_Natural-language object grounding data_
........

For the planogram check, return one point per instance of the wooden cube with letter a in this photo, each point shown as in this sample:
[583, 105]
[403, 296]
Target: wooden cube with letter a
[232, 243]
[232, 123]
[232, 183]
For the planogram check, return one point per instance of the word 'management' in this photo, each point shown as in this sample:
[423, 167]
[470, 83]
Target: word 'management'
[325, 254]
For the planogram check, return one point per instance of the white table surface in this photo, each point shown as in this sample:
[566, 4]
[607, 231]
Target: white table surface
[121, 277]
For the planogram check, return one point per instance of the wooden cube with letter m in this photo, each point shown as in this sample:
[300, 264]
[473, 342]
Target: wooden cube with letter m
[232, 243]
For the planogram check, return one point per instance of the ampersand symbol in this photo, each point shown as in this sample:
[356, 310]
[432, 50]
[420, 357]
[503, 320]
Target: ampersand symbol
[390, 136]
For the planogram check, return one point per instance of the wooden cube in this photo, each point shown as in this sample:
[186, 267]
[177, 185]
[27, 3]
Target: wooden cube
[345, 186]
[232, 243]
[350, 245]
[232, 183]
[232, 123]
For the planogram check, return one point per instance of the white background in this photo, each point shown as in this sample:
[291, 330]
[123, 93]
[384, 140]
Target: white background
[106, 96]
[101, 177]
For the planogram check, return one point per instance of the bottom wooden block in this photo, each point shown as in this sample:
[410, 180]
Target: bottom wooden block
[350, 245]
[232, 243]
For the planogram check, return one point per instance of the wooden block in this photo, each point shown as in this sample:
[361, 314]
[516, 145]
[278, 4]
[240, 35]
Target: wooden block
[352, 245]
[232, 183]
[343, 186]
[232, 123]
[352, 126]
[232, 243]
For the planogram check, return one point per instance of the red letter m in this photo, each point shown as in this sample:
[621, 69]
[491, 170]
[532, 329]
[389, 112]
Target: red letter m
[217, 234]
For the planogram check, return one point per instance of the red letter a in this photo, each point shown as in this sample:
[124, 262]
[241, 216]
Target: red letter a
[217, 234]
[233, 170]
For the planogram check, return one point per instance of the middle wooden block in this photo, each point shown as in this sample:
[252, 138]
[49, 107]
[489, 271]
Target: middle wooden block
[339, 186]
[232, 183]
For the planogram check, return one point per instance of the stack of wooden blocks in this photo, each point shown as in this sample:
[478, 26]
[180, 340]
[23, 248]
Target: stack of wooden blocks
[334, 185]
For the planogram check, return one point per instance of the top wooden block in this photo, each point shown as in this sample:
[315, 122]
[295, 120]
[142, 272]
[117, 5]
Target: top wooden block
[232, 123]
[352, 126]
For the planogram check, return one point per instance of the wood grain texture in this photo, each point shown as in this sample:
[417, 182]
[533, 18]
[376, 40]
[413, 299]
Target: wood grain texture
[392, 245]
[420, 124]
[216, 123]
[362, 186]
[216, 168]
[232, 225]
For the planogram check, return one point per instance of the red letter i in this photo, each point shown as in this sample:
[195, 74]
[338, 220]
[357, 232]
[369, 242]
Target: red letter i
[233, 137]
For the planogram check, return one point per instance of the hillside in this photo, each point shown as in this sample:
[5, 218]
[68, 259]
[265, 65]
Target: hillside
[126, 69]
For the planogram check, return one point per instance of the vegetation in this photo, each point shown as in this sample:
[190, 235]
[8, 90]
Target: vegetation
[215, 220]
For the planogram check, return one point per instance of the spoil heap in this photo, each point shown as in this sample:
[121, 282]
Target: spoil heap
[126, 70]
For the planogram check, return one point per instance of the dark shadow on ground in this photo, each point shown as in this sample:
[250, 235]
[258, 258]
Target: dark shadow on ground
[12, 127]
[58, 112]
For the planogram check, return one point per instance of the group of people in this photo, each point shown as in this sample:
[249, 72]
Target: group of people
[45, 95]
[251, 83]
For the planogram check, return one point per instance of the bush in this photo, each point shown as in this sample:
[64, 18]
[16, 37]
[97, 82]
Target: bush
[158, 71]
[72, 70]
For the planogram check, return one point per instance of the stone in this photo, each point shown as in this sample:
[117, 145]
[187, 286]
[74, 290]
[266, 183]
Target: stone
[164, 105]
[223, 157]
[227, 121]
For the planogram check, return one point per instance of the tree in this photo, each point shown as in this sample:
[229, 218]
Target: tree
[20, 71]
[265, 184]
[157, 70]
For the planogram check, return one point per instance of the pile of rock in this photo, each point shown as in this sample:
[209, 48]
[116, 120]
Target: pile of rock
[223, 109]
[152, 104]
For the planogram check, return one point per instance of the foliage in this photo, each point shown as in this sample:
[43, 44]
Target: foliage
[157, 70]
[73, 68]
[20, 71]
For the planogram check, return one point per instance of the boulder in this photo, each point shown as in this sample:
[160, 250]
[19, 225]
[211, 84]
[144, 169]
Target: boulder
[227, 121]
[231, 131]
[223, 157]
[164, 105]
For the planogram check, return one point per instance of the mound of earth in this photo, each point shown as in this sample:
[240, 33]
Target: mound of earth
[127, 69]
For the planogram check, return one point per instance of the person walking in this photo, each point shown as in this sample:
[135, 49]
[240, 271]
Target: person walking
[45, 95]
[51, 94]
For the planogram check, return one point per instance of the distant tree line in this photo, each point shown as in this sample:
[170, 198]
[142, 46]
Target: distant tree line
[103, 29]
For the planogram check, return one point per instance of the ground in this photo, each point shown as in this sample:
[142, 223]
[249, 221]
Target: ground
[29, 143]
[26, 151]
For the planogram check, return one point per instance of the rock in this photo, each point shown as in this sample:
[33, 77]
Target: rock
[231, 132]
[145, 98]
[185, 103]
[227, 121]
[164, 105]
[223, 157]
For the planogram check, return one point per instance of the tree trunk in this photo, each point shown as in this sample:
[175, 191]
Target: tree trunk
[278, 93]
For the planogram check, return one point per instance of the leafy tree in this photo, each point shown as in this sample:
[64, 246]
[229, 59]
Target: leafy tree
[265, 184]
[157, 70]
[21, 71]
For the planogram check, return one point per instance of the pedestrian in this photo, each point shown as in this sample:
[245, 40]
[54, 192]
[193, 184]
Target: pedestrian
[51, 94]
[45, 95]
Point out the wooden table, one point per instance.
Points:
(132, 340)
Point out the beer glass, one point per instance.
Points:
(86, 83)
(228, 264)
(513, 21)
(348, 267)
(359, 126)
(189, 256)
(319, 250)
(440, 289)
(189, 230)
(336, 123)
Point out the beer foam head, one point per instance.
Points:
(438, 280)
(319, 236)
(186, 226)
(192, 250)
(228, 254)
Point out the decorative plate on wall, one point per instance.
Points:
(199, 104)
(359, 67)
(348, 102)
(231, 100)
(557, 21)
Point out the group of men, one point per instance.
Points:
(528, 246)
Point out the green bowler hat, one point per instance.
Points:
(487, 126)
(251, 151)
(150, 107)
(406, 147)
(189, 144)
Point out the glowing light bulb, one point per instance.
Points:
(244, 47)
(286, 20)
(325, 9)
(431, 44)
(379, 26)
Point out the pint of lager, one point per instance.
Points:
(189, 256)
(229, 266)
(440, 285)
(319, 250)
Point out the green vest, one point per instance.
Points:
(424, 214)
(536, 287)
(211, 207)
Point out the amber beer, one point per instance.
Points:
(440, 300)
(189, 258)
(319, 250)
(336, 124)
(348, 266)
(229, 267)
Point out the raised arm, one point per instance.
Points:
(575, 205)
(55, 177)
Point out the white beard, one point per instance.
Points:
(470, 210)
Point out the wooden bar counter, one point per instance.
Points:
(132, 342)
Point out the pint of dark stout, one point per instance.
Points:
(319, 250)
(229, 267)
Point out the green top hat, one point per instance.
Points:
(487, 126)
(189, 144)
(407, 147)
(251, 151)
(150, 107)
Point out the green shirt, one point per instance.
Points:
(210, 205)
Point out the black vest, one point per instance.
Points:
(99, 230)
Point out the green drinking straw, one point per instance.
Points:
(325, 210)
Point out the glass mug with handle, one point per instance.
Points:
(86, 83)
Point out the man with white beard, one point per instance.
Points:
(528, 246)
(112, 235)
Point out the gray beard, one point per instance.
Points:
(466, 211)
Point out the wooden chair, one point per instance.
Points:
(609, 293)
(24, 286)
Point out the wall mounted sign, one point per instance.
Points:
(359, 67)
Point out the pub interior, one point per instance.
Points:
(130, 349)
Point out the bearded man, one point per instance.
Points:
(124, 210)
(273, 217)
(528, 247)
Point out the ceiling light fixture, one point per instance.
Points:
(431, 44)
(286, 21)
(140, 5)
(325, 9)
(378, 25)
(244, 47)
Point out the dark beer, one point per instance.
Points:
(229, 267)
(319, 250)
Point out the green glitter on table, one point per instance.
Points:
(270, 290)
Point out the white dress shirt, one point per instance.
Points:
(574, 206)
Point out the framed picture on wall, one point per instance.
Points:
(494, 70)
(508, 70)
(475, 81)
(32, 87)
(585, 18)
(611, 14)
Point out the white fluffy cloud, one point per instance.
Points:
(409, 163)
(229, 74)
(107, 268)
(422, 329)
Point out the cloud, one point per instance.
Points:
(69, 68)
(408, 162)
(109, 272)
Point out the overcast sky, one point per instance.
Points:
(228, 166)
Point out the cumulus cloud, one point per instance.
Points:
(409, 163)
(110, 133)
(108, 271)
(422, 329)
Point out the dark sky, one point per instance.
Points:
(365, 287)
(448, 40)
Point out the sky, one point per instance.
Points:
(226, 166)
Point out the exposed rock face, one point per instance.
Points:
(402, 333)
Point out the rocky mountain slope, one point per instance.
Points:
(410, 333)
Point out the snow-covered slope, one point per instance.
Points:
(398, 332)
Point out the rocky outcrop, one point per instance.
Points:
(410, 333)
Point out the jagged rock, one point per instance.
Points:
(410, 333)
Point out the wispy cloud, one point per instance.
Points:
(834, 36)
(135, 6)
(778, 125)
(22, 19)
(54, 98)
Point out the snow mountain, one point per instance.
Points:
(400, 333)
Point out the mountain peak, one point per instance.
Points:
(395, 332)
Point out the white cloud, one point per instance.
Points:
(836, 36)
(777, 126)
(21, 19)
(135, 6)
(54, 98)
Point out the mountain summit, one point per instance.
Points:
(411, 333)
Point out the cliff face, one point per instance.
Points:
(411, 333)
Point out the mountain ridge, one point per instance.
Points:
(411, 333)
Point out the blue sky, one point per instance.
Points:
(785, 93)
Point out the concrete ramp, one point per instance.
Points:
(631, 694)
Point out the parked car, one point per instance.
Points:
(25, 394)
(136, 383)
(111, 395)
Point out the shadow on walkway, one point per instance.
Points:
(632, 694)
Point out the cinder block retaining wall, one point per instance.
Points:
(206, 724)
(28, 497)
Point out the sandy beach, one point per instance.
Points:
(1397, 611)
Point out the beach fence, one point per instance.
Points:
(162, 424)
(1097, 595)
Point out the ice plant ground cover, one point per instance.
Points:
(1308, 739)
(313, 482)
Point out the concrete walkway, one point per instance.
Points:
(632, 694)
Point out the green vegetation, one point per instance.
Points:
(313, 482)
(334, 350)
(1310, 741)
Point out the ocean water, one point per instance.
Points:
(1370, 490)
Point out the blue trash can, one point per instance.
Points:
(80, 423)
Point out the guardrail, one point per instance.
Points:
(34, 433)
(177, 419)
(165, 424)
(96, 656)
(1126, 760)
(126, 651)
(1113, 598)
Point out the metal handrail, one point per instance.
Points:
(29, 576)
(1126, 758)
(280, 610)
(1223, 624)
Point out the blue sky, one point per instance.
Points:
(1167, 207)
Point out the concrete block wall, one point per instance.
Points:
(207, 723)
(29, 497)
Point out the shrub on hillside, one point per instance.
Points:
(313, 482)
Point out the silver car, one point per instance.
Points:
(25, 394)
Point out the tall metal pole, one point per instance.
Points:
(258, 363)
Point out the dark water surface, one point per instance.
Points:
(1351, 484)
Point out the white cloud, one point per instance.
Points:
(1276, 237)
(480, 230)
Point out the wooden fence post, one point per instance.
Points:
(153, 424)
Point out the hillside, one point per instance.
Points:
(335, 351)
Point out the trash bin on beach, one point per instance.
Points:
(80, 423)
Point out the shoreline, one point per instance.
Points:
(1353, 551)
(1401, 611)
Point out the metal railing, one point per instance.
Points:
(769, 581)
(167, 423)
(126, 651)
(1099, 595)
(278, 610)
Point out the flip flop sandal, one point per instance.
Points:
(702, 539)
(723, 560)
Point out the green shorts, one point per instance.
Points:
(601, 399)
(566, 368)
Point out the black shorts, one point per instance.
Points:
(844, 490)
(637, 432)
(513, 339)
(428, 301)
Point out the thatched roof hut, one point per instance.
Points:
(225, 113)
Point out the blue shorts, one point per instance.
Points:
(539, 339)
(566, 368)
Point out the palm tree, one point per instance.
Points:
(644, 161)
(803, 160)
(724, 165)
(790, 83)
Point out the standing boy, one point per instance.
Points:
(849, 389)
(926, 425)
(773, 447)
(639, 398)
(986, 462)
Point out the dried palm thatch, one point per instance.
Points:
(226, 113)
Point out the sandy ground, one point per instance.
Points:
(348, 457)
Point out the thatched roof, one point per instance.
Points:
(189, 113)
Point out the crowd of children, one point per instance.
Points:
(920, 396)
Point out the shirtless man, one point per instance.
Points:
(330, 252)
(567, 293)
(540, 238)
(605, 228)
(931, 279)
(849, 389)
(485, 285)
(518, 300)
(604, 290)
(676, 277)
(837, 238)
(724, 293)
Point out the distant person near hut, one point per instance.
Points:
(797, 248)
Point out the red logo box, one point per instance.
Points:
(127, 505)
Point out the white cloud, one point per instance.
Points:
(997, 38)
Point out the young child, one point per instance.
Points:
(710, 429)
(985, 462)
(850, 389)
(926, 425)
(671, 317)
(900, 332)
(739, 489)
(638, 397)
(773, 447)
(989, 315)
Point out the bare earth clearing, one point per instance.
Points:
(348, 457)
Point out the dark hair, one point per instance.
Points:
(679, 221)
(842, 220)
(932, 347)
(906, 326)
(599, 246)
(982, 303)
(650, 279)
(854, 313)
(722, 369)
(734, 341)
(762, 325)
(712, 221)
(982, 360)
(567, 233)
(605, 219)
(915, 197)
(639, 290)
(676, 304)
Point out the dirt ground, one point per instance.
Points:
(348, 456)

........

_Try it_
Please return a copy of each line in the entries that has the string "mountain".

_Reply_
Point out the rocky mountain slope, one point per instance.
Point out the snow mountain, one point per instance.
Point out the mountain peak, one point per instance.
Point out the mountain summit, one point per instance.
Point out the mountain ridge, one point per instance.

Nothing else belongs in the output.